[DOCUMENT EXTRACT]
+ + + +

3. Passion to learn and patience to read.
Let's start,
What do you mean by NLP or Natural Language Processing ?"Natural language processing is a field of computer science, artificial intelligence, and linguistics concerned with the interactions between computers and human languages. As such, NLP is related to the area of human–computer interaction."----- Taken from wikipedia
What is meant by Text Corpus ?"
In linguistics, a corpus (plural corpora) or text corpus is a large and structured set of texts (nowadays usually electronically stored and processed). They are used to do statistical analysis and hypothesis testing, checking occurrences or validating linguistic rules within a specific language territory.
A corpus may contain texts in a single language (monolingual corpus) or text data in multiple languages (multilingual corpus). Multilingual corpora that have been specially formatted for side-by-side comparison are called aligned parallel corpora."
----- Taken from wikipedia
So, in order to get all the information or articles about fruits. I need to have the list of all fruits. Wikipedia does have a page where it lists out all the fruits :-
So, my first task is to extract the list of all fruits. But if you look carefully all the fruits pages links starts with a common base url and then '/Wiki/<fruit-name>' concatenated. The structure is like this :-
We define a variable with base url as :-
Example :-
base_url = "https://simple.wikipedia.org"
Therefore we have the URL Structure as :-
base_url/wiki/<Fruit_name>If you see carefully then you can see that only the fruits links start with /wiki/ and all other links have different structure.
We use BeautifulSoup for html parsing.
Here's the code that returns the list of all the fruits in the about mentioned url structure but without the base_url.
We store the fruit list url in a seperate variable just to make it more readable.

+ + + +

[SUPPLIED INFORMATION]
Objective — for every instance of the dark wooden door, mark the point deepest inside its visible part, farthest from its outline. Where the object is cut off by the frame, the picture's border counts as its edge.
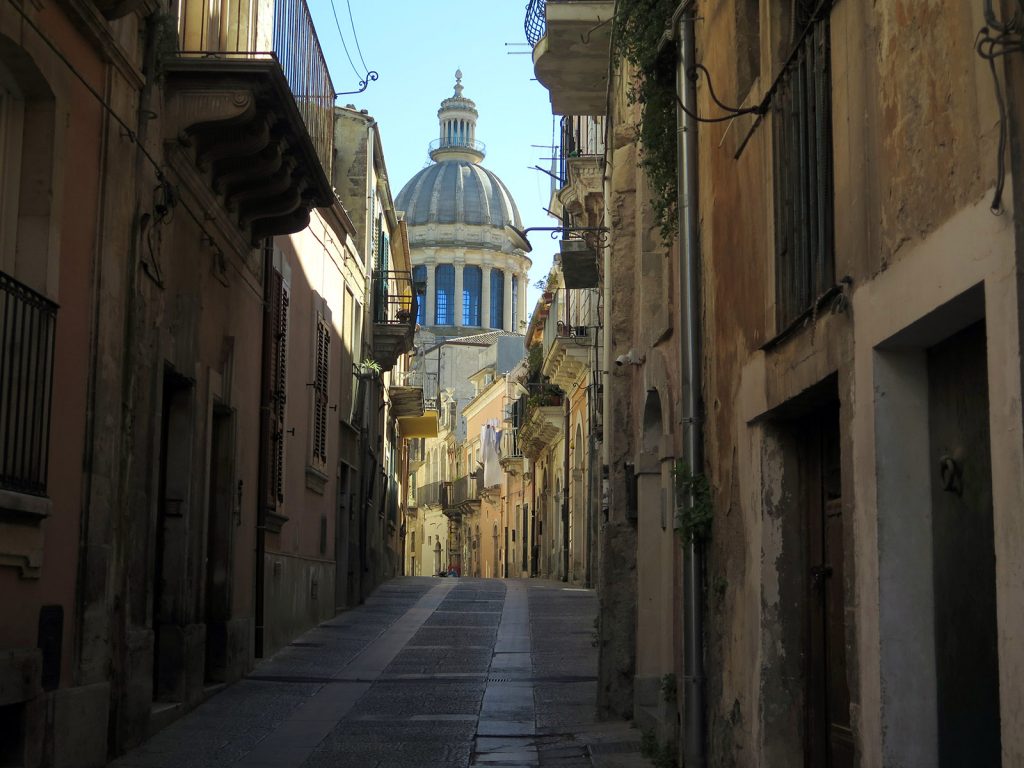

+ + + +

[PROBLEM STATEMENT]
Please pick up the tutorial above on gathering Wikipedia fruit pages for a text corpus and continue it from its last sentence.

[RESPONSE FOR THIS EXERCISE]
self.__list_of_fruit_url = "https://simple.wikipedia.org/wiki/List_of_fruits"
def get_fruit_list_links(self):
fruit_list_links = []
req = Request(self.__list_of_fruit_url, headers=self.__headers)
page = urlopen(req)
soup = BeautifulSoup(page)
scrap_links = soup.findAll("a")
for link in scrap_links:
tmp = link.get("href")
if str(tmp).startswith("/wiki/"):
fruit_list_links.append(self.__remove_non_ascii(tmp))
return fruit_list_links[2:87]
This function is to remove any non-ASCII characters that maybe present due to Unicode.
@staticmethod
def __remove_non_ascii(text):
return "".join([i if ord(i) < 128 else "" for i in text])
What is happening above ?First, we set headers so that our crawler is not identified as a bot (even without the headers it will for for wikipedia but I consider it a good practice) and then the html data is being read.
Then we call the BeautifulSoup class and initialize it with the html data of the web page.
Then we get all the links from the the page by using the findAll() method in the BeautifulSoup instance. Now for each link we check whether the 'href' of anchor tag startswith '/wiki/' or not. If it starts with '/wiki/' then we store them in a list and return that list.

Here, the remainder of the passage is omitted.